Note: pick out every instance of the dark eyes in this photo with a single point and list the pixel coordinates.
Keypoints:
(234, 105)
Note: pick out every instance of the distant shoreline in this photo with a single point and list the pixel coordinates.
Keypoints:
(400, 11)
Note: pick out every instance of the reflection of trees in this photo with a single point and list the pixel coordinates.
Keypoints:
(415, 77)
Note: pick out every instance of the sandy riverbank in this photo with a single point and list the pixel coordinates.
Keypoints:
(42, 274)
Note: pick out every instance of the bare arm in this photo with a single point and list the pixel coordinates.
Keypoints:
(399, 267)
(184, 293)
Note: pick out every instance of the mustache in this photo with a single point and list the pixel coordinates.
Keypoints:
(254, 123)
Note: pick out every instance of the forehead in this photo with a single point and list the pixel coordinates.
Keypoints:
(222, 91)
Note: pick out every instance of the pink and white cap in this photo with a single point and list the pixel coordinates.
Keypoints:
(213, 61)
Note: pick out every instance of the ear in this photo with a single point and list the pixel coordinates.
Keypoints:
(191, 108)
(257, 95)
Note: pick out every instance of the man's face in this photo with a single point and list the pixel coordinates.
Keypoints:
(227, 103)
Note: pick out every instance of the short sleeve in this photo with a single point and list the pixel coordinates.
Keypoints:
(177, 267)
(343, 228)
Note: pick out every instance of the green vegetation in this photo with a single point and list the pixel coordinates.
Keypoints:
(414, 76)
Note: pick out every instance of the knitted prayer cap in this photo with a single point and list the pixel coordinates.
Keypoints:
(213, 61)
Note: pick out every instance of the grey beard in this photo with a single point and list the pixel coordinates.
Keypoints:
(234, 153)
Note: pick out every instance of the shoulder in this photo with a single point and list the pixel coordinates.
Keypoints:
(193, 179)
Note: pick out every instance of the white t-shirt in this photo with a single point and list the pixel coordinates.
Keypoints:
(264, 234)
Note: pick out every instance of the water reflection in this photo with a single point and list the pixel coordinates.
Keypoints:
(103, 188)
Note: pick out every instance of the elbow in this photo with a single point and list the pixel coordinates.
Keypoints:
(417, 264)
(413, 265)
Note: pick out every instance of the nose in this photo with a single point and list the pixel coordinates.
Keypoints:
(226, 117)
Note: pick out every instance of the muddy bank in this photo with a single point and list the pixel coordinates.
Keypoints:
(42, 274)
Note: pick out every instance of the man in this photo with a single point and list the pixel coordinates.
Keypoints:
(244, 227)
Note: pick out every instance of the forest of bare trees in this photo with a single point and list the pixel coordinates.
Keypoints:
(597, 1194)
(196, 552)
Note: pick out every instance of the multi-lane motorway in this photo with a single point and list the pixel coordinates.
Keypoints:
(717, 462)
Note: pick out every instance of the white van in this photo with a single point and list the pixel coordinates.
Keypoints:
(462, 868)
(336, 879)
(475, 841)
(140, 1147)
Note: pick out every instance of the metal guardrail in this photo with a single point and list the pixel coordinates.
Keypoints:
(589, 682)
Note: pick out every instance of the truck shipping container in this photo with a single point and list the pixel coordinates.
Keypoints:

» **Exercise goal**:
Scale the coordinates in the part of the entries that opens with the line containing "Note: pick out every instance of the multi-lane" and runs through the end of the entries, including both ends. Reproduce every line of that part, the Note lines too, but multiply each keypoint coordinate by 1.85 and round it to a whole number, with halves rounded up.

» **Full answer**:
Note: pick out every instance of the multi-lane motorway in this photo with a single point and list the pixel coordinates.
Keypoints:
(1326, 855)
Note: pick out every instance of the white van in this photo with a single point and list the pixel coordinates.
Keypoints:
(855, 1606)
(622, 1626)
(879, 1556)
(259, 2122)
Note: pick out every instance of the metal guardrail in this photo with a single point and list the pixel coordinates.
Keypoints:
(1090, 1262)
Note: pick out every instance of the truck shipping container in this photo with a single point and list the pixel coordinates.
Keypoints:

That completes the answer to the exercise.